• **Prompt**: Rewrite the stretch from the line containing "Pinpoint each pilaster" through the end of the records, swapping "church tower" for "bell tower" and changing nothing else. Give only those lines.

• **Dataset content**:
:::
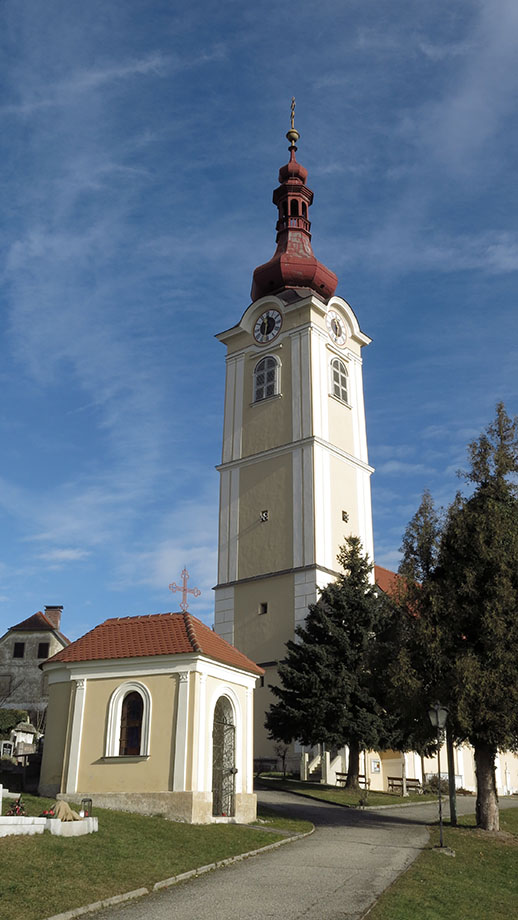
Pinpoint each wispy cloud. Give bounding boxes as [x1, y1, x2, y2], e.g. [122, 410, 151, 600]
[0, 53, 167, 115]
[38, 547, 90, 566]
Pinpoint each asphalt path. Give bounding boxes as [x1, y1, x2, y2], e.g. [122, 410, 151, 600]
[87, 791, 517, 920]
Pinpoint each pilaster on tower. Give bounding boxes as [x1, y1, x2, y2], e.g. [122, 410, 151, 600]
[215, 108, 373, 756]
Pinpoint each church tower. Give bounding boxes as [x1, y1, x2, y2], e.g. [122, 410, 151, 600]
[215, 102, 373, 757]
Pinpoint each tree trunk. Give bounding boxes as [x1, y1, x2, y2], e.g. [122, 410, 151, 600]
:::
• **Result below**:
Pinpoint each pilaster on tower. Give bounding boxes as [x1, y1, x2, y2], e.g. [122, 410, 151, 600]
[215, 108, 373, 756]
Pinpoint each bell tower. Give bounding boxes as [x1, y1, x2, y2], e.g. [122, 410, 151, 600]
[215, 102, 373, 757]
Pinpoint each tree trunk. Give bounding boxes as [x1, y1, x2, y2], e.g. [122, 410, 151, 600]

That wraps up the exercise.